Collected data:
§

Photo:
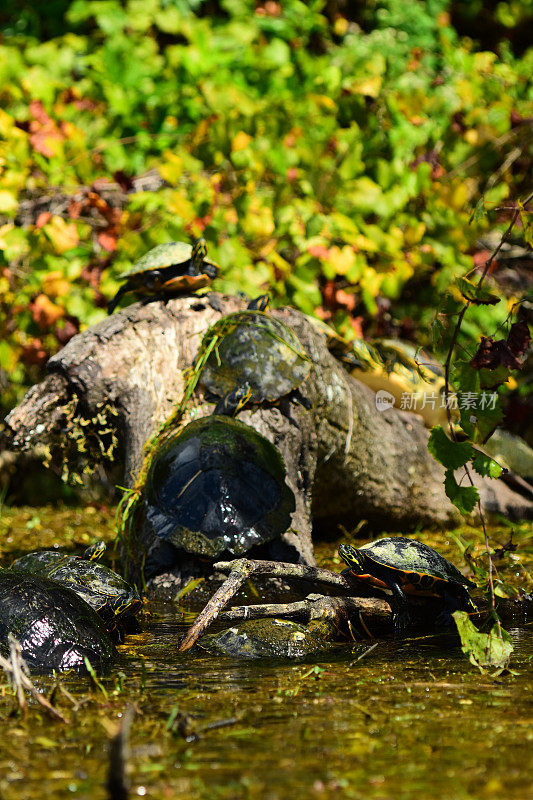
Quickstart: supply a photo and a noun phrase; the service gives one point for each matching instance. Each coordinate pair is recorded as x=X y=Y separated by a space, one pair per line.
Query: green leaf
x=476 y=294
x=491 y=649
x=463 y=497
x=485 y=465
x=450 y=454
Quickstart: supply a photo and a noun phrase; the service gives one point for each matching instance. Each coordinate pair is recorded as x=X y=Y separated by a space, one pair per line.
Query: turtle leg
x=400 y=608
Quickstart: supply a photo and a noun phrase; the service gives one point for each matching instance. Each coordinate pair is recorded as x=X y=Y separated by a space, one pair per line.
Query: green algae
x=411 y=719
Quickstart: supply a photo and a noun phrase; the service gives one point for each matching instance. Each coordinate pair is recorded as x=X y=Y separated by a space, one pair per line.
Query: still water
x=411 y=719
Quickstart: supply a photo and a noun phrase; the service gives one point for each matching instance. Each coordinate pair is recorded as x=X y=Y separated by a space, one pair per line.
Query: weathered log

§

What you are asked to do: In the answer, include exactly the lines from the line containing "Query: still water" through the end of the data, and nothing else.

Exercise answer:
Query: still water
x=411 y=719
Quickstart: supply a photo and a noun phrase; the service gives one point for each matching instance. Each coordinate pair is recorded as x=X y=Y separated by a space, one pair per line.
Query: weathered log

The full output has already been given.